Stated exercise: Rewrite the items from the line containing "Where can the white" through the end of the items, requests included, and scale every answer coordinate by 1.15, rounding to whole numbers with halves rounded up. Leave the requests and their sample points as they are.

Exercise materials:

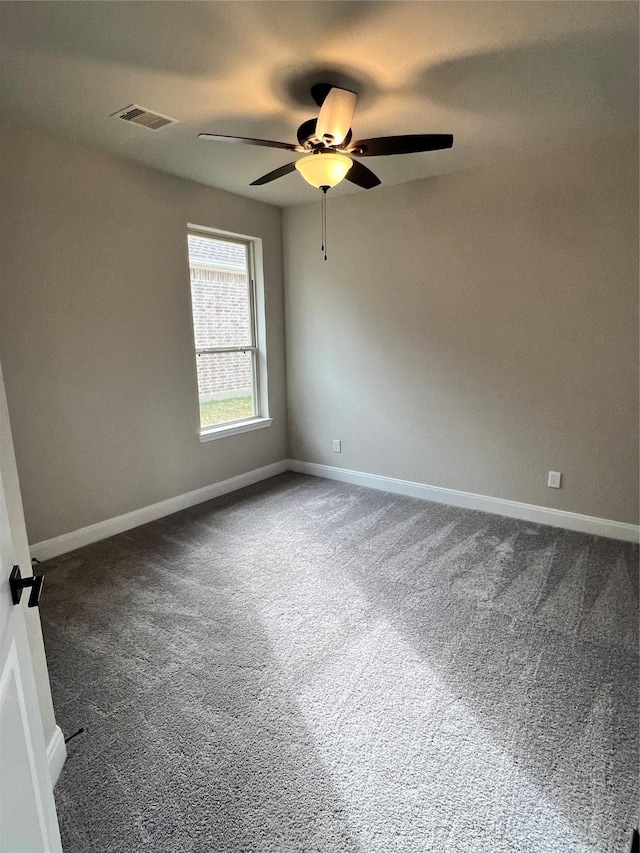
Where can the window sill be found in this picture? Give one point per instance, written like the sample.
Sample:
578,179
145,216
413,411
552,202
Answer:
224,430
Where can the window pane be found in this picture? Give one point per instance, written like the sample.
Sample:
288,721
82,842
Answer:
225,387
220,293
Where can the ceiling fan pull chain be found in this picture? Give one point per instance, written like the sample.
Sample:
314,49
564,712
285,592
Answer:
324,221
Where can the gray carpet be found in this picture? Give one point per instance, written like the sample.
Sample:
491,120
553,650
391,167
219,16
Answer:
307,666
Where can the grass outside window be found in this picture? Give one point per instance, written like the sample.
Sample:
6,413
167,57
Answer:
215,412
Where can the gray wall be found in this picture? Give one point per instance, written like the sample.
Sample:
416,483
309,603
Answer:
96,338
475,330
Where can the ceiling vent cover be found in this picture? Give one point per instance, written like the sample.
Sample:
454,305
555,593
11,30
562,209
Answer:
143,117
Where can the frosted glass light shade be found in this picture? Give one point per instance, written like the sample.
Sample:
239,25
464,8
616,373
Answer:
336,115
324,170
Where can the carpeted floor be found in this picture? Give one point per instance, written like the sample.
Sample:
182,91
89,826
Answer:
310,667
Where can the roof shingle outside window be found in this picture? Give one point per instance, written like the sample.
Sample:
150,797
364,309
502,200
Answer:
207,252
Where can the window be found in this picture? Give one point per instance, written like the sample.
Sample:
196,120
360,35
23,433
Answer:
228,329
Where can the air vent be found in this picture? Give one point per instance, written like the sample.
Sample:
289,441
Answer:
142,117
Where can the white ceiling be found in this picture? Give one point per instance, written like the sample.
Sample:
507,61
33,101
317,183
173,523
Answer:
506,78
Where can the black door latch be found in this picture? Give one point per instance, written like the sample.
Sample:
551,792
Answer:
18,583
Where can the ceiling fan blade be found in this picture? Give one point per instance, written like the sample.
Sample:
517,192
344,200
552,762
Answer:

Finished task:
Where can the white ceiling be found in this picture? Give one point per instance, written like the sample.
Sample:
507,61
33,101
317,183
173,523
Answer:
582,90
Where can the black door latch be found in this picture? Give one point per instance, written like the sample.
Sample:
551,792
Answer:
21,670
Where can the ceiling fan blade be found in this picture? Give one point per instance, written like the sample.
Sample:
517,192
344,200
552,762
Answer:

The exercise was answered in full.